**Exercise brief:** What you return must be exactly the lines from the one containing "Identify the pedestrian" through the close of the listing, both included.

=== Section Start ===

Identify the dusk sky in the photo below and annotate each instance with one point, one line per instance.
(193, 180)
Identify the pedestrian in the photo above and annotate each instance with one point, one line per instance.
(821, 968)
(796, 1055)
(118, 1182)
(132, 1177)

=== Section End ===

**Result for this exercise:**
Identify the pedestrian in the photo above and annotate each instance with one point, one line per instance.
(821, 968)
(796, 1055)
(118, 1182)
(132, 1177)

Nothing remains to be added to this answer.